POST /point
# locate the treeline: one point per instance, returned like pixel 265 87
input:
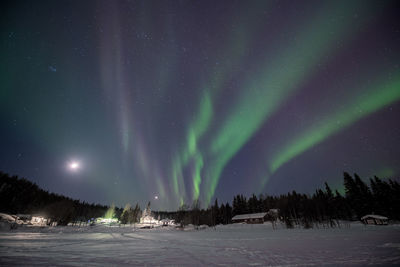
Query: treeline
pixel 324 207
pixel 20 196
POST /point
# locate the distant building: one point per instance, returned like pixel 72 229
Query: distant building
pixel 147 218
pixel 38 220
pixel 166 222
pixel 251 218
pixel 375 219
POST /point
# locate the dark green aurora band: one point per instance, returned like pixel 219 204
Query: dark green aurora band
pixel 198 99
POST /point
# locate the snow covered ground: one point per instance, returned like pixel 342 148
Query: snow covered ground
pixel 232 245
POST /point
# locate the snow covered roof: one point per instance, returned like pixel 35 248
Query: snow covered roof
pixel 6 217
pixel 250 216
pixel 374 217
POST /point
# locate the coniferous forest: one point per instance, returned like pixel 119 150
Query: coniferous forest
pixel 324 207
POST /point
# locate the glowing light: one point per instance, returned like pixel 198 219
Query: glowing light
pixel 275 82
pixel 74 165
pixel 383 95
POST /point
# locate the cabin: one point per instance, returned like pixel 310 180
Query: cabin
pixel 375 219
pixel 251 218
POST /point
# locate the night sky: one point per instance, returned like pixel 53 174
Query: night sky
pixel 122 101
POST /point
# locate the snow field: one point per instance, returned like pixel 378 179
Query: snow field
pixel 231 245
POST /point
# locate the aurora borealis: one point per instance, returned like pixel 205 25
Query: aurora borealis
pixel 189 100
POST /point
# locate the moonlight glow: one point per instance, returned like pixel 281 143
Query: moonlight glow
pixel 74 165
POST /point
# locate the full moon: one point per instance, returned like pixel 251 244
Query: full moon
pixel 74 165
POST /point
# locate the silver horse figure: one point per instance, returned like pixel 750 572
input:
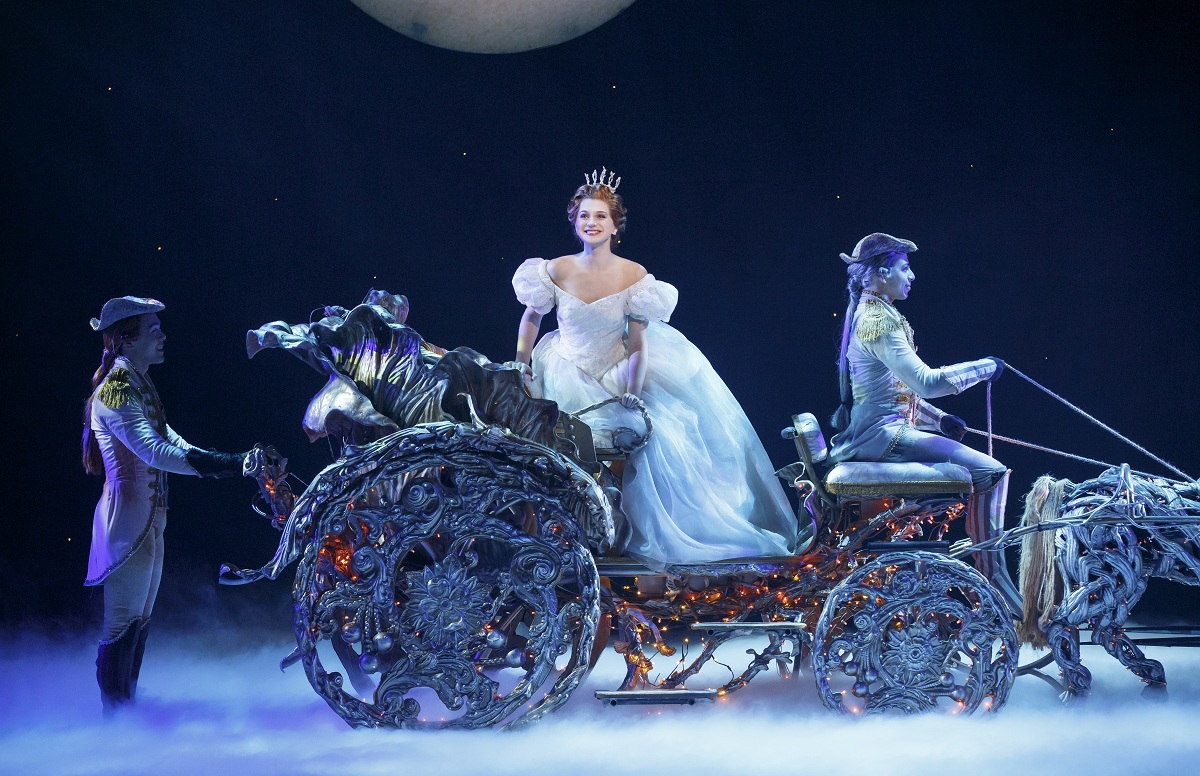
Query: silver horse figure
pixel 1096 546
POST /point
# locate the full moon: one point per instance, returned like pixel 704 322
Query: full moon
pixel 492 26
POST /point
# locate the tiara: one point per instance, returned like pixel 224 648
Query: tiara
pixel 604 179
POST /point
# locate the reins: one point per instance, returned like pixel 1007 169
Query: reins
pixel 991 435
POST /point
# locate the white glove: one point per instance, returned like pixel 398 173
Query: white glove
pixel 629 401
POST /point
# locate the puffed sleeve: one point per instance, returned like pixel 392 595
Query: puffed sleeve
pixel 652 300
pixel 533 287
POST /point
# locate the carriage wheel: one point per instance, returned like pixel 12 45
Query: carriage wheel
pixel 915 631
pixel 449 576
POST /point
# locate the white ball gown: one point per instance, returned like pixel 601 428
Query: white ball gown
pixel 703 487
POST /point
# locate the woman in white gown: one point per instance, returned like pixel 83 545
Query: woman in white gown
pixel 703 487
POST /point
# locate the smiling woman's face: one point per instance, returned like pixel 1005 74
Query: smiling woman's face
pixel 593 222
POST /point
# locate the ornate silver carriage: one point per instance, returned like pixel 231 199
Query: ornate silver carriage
pixel 455 565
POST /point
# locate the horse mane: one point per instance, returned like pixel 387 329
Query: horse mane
pixel 1039 581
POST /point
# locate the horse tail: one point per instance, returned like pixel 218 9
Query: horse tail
pixel 1041 587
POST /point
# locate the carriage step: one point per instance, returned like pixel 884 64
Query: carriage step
pixel 648 697
pixel 724 627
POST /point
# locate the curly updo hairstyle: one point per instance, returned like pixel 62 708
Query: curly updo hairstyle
pixel 604 194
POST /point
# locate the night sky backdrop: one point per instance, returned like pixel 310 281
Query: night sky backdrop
pixel 247 162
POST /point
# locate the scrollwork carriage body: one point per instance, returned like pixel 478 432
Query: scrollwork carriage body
pixel 448 560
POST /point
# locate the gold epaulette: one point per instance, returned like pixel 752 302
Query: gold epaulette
pixel 118 389
pixel 876 322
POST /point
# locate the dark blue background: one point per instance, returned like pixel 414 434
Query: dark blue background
pixel 249 161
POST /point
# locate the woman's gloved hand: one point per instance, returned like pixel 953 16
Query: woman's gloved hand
pixel 525 370
pixel 953 426
pixel 630 401
pixel 210 463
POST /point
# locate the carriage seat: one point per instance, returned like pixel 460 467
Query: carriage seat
pixel 861 477
pixel 871 479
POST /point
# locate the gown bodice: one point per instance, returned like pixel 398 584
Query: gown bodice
pixel 592 335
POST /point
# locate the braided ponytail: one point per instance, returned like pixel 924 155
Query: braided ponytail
pixel 125 330
pixel 857 275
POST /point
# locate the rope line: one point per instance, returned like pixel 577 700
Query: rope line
pixel 1095 420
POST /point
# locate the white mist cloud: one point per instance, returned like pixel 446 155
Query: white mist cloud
pixel 216 703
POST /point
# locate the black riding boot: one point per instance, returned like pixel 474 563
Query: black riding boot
pixel 139 649
pixel 985 519
pixel 114 661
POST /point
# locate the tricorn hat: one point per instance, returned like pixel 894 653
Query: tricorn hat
pixel 123 307
pixel 877 244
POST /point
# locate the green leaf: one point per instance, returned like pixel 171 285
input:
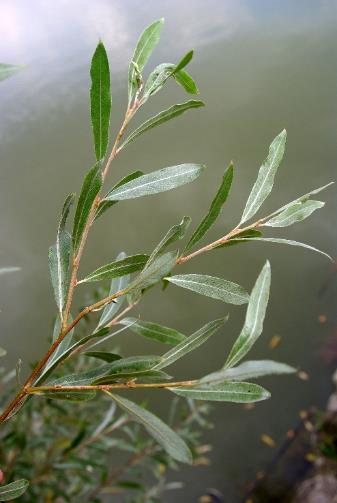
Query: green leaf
pixel 59 258
pixel 118 268
pixel 265 179
pixel 155 182
pixel 159 268
pixel 159 76
pixel 242 237
pixel 117 284
pixel 157 79
pixel 153 331
pixel 191 343
pixel 186 81
pixel 214 210
pixel 185 60
pixel 175 233
pixel 62 356
pixel 62 347
pixel 210 286
pixel 237 392
pixel 145 45
pixel 289 242
pixel 105 205
pixel 255 314
pixel 7 71
pixel 82 378
pixel 103 355
pixel 166 115
pixel 301 199
pixel 163 434
pixel 91 186
pixel 72 396
pixel 295 213
pixel 100 100
pixel 148 375
pixel 14 489
pixel 131 364
pixel 248 370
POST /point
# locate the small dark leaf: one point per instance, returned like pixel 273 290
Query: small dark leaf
pixel 145 45
pixel 190 343
pixel 156 182
pixel 162 117
pixel 237 392
pixel 159 268
pixel 105 205
pixel 100 99
pixel 72 396
pixel 103 355
pixel 13 490
pixel 210 286
pixel 214 210
pixel 255 315
pixel 176 233
pixel 91 186
pixel 59 258
pixel 118 268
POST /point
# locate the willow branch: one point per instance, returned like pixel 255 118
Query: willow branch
pixel 36 390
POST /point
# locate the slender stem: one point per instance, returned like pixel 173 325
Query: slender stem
pixel 107 387
pixel 234 232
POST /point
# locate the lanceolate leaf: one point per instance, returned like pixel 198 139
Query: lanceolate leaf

..........

EXERCISE => Rewrite all the items with "locate" changed to "find" everywhere it occurs, keeping everything else the same. Omit the pictures.

ANSWER TO THIS PROBLEM =>
POST /point
# find the treeline: one point per instance, returned like pixel 265 87
input:
Query: treeline
pixel 324 207
pixel 20 196
POST /point
# find the distant building: one point per instance, returned like pixel 72 229
Query: distant building
pixel 147 218
pixel 38 220
pixel 166 222
pixel 251 218
pixel 375 219
POST /point
# find the dark green aurora band: one point per instance, returned like pixel 219 204
Query: dark green aurora band
pixel 198 99
POST /point
# find the snow covered ground: one point per instance, returned like pixel 342 148
Query: snow covered ground
pixel 232 245
POST /point
# find the snow covered roof: one point per instance, returned like pixel 35 248
Query: snow covered roof
pixel 6 217
pixel 250 216
pixel 374 217
POST /point
# find the coniferous forest: one point per instance, returned like pixel 119 150
Query: coniferous forest
pixel 324 207
POST /point
# find the glowing light: one point per instance, returned like pixel 198 219
Query: glowing light
pixel 275 82
pixel 74 165
pixel 383 95
POST /point
# find the cabin: one point per instance, returned like pixel 310 180
Query: cabin
pixel 375 219
pixel 251 218
POST /point
# find the night sky: one point per instance, returned like pixel 53 174
Query: night sky
pixel 122 101
POST /point
# find the snow field: one point per instance, returned like pixel 378 179
Query: snow field
pixel 231 245
POST /point
# find the aurora borealis: one point per instance, returned like pixel 205 25
Query: aurora borealis
pixel 189 100
POST /point
# find the moonlight glow: one point per instance, returned like pixel 281 143
Query: moonlight glow
pixel 74 165
POST /point
# find the full moon: one point per instance, returned like pixel 251 244
Query: full moon
pixel 74 165
POST /point
# find the silver horse figure: one point per instance, returned like pixel 750 572
input:
Query: silver horse figure
pixel 1096 546
POST /point
# find the full moon: one point per instance, returned like pixel 704 322
Query: full moon
pixel 492 26
POST /point
# find the tiara: one point per instance, returned like pixel 224 648
Query: tiara
pixel 604 179
POST /point
# find the reins: one point per instance, returned like pixel 1007 169
Query: reins
pixel 991 435
POST /point
# find the white glove: one point per instance, returned like pixel 398 173
Query: white glove
pixel 629 401
POST /point
# find the puffed sleeve: one point per instance, returned like pixel 392 595
Query: puffed sleeve
pixel 652 300
pixel 533 287
POST /point
# find the carriage wheel: one point per instance, returned like pixel 12 45
Query: carriage wheel
pixel 915 631
pixel 449 576
POST /point
# find the white ball gown: one point per instance, returned like pixel 601 428
Query: white ball gown
pixel 703 487
POST /point
# find the woman in white gown: one point per instance, returned like pixel 83 545
Query: woman in white gown
pixel 703 487
POST /point
# find the smiling woman's face: one point per instance, returned like pixel 1005 74
Query: smiling woman's face
pixel 593 222
POST /point
# find the ornate silver carriage: one point per instance, returned like pixel 231 199
Query: ornate silver carriage
pixel 455 565
POST /point
# find the horse mane: one point per instance, returned like pixel 387 329
Query: horse mane
pixel 1039 581
POST /point
# find the horse tail: one point per instance, returned like pixel 218 9
Query: horse tail
pixel 1041 587
POST /point
# find the carriage step: one point per instance, returned like pixel 884 64
Query: carriage step
pixel 648 697
pixel 724 627
POST /point
# find the curly updo hairstyle: one point per instance, returned like pixel 62 708
Query: curly updo hairstyle
pixel 604 194
POST /point
# find the night sky backdrop: one point per instance, returned like pixel 310 281
Query: night sky backdrop
pixel 247 162
POST /point
# find the scrollwork carriage body: one point per instance, returned like pixel 478 432
Query: scrollwork carriage body
pixel 448 560
POST /point
# find the gold epaulette: one point per instance, returned like pixel 752 302
Query: gold epaulette
pixel 118 389
pixel 876 322
POST /point
# find the dark blue background: one point per instance, returned like pixel 414 434
Query: dark blue background
pixel 249 161
POST /point
# find the woman's gloved hand: one point per instance, returned like pixel 953 16
Query: woman's gloved hand
pixel 525 370
pixel 953 426
pixel 630 401
pixel 210 463
POST /point
# find the carriage seat: one point per instance, returned like pixel 460 467
Query: carriage seat
pixel 861 477
pixel 871 479
POST /point
# find the gown bodice: one point per instance, returned like pixel 398 584
Query: gown bodice
pixel 592 335
POST /point
# find the braided ponytail: one point per instance, returned like pixel 924 155
Query: braided ponytail
pixel 125 330
pixel 857 275
POST /point
# find the rope line: one point per instance, returned like pixel 577 700
Query: rope line
pixel 1095 420
POST /point
# find the white mist cloud: one point per instance, returned like pixel 446 155
Query: white mist cloud
pixel 216 703
POST /point
# find the black riding boot: one point per instance, returned like pixel 474 563
Query: black riding boot
pixel 139 649
pixel 985 519
pixel 114 661
POST /point
# find the tricorn hat: one point per instance, returned like pixel 894 653
Query: tricorn hat
pixel 123 307
pixel 877 244
POST /point
# find the green leaf: one point per instance, returned like pixel 171 285
input:
Query: green leaf
pixel 59 258
pixel 118 268
pixel 265 179
pixel 155 182
pixel 159 268
pixel 159 76
pixel 242 237
pixel 117 284
pixel 157 79
pixel 153 331
pixel 191 343
pixel 186 81
pixel 214 210
pixel 185 60
pixel 175 233
pixel 62 356
pixel 62 347
pixel 210 286
pixel 237 392
pixel 145 45
pixel 289 242
pixel 105 205
pixel 255 314
pixel 7 71
pixel 82 378
pixel 103 355
pixel 166 115
pixel 301 199
pixel 163 434
pixel 91 186
pixel 72 396
pixel 295 213
pixel 100 100
pixel 148 375
pixel 14 489
pixel 131 364
pixel 248 370
POST /point
# find the small dark leaf: one point per instance, returned like pixel 273 290
Query: small dark leaf
pixel 145 45
pixel 190 343
pixel 156 182
pixel 162 117
pixel 237 392
pixel 159 268
pixel 105 205
pixel 100 99
pixel 72 396
pixel 103 355
pixel 13 490
pixel 210 286
pixel 214 210
pixel 255 315
pixel 176 233
pixel 91 186
pixel 59 258
pixel 118 268
POST /point
# find the willow branch: one point per instance, returned like pixel 255 118
Query: willow branch
pixel 36 390
POST /point
# find the slender stem: one point per instance, returned like pixel 173 325
Query: slender stem
pixel 107 387
pixel 234 232
POST /point
# find the lanceolate leaf: one point per instance, returned like pixel 198 139
Query: lanceolate leaf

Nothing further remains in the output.